# Recorded information start

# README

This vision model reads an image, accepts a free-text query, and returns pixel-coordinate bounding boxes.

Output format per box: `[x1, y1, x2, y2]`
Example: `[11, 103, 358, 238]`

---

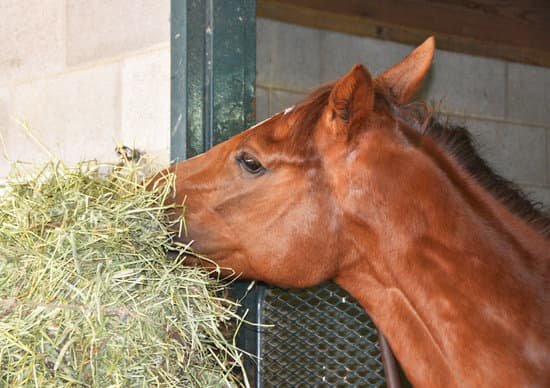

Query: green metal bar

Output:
[170, 0, 261, 387]
[170, 0, 256, 161]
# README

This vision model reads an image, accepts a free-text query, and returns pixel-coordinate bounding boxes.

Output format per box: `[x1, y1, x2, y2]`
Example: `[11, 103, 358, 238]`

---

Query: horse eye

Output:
[237, 152, 265, 174]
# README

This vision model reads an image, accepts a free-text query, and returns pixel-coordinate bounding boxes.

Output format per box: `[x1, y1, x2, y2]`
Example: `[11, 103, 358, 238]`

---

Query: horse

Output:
[157, 37, 550, 387]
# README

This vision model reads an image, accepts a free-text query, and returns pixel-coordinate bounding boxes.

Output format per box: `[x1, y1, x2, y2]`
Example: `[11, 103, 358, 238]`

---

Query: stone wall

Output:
[256, 19, 550, 206]
[0, 0, 550, 205]
[0, 0, 170, 175]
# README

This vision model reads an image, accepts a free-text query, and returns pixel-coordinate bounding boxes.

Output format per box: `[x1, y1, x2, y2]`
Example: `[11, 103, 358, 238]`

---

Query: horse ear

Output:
[329, 65, 374, 134]
[376, 36, 435, 104]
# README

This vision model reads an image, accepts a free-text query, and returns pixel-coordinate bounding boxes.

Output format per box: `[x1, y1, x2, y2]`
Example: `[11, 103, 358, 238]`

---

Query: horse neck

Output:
[335, 133, 550, 386]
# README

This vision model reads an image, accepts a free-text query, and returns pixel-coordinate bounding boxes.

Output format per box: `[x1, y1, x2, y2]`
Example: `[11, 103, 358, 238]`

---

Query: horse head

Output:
[164, 38, 434, 287]
[157, 38, 550, 387]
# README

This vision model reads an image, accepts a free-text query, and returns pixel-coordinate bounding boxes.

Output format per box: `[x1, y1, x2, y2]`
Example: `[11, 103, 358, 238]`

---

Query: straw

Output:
[0, 161, 248, 387]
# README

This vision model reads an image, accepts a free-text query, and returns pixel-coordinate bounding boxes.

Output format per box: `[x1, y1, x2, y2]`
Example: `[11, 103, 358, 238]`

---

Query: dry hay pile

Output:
[0, 162, 248, 387]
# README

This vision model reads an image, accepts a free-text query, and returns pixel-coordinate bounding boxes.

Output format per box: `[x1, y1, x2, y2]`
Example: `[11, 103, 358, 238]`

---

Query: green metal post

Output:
[170, 0, 260, 387]
[170, 0, 256, 161]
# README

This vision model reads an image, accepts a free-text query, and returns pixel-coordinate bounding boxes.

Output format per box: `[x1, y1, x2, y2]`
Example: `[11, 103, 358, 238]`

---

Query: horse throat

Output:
[335, 146, 550, 387]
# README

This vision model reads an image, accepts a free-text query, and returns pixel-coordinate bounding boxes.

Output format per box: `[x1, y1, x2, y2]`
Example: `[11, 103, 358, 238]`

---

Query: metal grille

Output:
[260, 283, 386, 387]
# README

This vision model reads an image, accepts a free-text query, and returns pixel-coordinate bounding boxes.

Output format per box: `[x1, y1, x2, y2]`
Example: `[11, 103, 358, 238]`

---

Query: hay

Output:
[0, 162, 249, 387]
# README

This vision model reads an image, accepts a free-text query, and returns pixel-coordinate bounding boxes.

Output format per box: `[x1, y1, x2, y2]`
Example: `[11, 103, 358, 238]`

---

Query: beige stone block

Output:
[7, 64, 120, 163]
[121, 49, 170, 161]
[67, 0, 170, 65]
[0, 88, 10, 180]
[0, 0, 65, 85]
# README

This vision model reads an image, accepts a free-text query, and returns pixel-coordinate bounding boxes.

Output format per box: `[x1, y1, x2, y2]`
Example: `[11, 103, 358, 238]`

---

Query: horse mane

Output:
[290, 83, 550, 238]
[390, 94, 550, 238]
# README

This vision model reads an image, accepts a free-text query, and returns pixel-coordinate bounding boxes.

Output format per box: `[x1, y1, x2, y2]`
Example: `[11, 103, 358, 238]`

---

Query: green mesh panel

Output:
[260, 283, 386, 387]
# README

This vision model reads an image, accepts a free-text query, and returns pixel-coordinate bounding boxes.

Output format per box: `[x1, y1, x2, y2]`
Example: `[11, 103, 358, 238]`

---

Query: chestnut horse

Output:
[162, 38, 550, 387]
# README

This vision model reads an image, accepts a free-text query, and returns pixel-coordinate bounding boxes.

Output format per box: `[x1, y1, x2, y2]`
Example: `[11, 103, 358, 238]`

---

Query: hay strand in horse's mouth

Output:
[0, 162, 249, 387]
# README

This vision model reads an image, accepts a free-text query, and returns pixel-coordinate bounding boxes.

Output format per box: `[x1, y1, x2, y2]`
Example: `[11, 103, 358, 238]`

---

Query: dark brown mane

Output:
[290, 84, 550, 237]
[390, 98, 550, 237]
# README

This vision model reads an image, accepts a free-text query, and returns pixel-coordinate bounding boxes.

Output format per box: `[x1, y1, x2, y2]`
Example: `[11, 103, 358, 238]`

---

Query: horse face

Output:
[166, 40, 434, 287]
[172, 112, 344, 287]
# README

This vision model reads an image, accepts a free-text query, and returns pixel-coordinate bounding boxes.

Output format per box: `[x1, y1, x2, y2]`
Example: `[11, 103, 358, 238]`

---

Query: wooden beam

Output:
[256, 0, 550, 67]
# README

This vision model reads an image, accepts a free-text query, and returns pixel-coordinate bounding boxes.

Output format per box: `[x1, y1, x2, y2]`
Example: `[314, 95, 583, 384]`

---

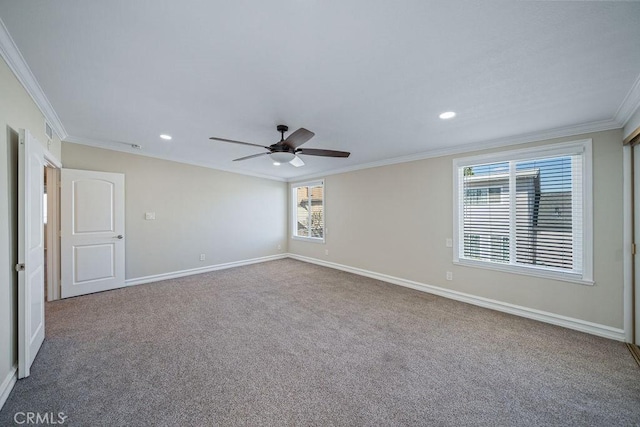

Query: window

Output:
[454, 140, 593, 283]
[291, 181, 324, 242]
[464, 187, 502, 205]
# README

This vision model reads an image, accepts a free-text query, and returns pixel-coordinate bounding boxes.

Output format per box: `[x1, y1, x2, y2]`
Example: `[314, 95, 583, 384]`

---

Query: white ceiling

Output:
[0, 0, 640, 179]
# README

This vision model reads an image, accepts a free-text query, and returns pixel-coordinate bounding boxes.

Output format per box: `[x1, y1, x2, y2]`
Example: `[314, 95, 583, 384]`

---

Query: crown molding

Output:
[0, 19, 67, 140]
[613, 75, 640, 127]
[287, 119, 622, 182]
[63, 136, 287, 182]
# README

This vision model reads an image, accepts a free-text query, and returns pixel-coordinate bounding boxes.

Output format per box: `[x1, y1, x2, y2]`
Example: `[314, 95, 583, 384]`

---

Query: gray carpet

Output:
[0, 259, 640, 426]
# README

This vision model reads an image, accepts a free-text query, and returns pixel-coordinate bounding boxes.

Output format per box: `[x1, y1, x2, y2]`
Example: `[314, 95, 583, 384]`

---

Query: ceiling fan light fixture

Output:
[271, 151, 296, 163]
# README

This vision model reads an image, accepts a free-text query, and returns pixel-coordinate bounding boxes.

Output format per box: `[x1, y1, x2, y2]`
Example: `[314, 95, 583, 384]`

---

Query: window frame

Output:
[289, 179, 327, 243]
[453, 139, 594, 285]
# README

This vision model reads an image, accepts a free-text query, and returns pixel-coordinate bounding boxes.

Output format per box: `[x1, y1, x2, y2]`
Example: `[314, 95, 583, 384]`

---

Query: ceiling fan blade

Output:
[209, 136, 269, 149]
[283, 128, 315, 148]
[296, 148, 351, 157]
[289, 156, 304, 168]
[233, 153, 271, 162]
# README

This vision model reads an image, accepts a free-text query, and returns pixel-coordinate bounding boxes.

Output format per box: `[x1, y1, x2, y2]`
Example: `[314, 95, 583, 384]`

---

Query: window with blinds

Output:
[291, 181, 324, 241]
[454, 140, 592, 282]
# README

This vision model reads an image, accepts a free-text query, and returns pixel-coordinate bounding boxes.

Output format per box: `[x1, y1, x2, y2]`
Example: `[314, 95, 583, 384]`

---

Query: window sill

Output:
[453, 259, 595, 286]
[291, 236, 324, 243]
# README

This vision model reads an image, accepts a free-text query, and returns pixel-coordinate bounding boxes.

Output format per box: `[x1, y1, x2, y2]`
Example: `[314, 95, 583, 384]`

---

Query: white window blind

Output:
[454, 140, 591, 280]
[292, 181, 324, 240]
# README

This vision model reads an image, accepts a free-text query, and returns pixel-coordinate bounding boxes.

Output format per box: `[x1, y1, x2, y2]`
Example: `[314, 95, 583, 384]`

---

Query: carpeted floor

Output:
[0, 259, 640, 426]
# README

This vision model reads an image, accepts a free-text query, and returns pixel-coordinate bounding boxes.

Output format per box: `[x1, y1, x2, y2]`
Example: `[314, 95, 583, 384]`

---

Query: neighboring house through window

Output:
[291, 181, 325, 242]
[454, 140, 593, 283]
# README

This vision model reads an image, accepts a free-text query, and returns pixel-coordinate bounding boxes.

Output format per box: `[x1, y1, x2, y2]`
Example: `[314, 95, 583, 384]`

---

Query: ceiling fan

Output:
[209, 125, 351, 167]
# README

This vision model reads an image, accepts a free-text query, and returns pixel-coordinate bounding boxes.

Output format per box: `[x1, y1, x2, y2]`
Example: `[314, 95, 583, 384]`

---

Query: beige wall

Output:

# Recorded information end

■ Instruction ■
Copy everything from the start of the records through the line containing "[0, 0, 170, 175]", both ends included. Multiply each output bounding-box coordinate by 1.15 and round to whole numbers with halves going up; keep all other numbers as they are, and leave out the pictures.

■ Exercise output ■
# README

This vision model reads an image, accepts a free-text query, and returns pixel-coordinate bounding boxes.

Output format per box: `[x1, y1, x2, y2]`
Example: `[11, 103, 358, 238]`

---


Query: green metal bar

Output:
[196, 0, 300, 445]
[196, 0, 294, 185]
# README

This vision model reads an image, accepts a free-text query, and returns pixel-coordinate bounding boxes.

Output format per box: `[x1, y1, x2, y2]`
Example: `[11, 103, 358, 238]`

---

Query: horse eye

Output:
[273, 175, 305, 200]
# README

This vision model reads an image, accepts a free-text query, and returns pixel-coordinate bounding boxes.

Output format per box: `[x1, y1, x2, y2]`
Example: `[11, 103, 358, 238]`

---

Query: horse

Output:
[181, 43, 633, 445]
# README

This vision model reads an image, accepts a free-text query, and returns pixel-coordinate bounding boxes.

Output format per box: `[x1, y1, x2, y2]`
Example: `[11, 103, 358, 238]`

---

Query: stone wall

Output:
[294, 22, 633, 237]
[0, 0, 633, 236]
[0, 0, 196, 201]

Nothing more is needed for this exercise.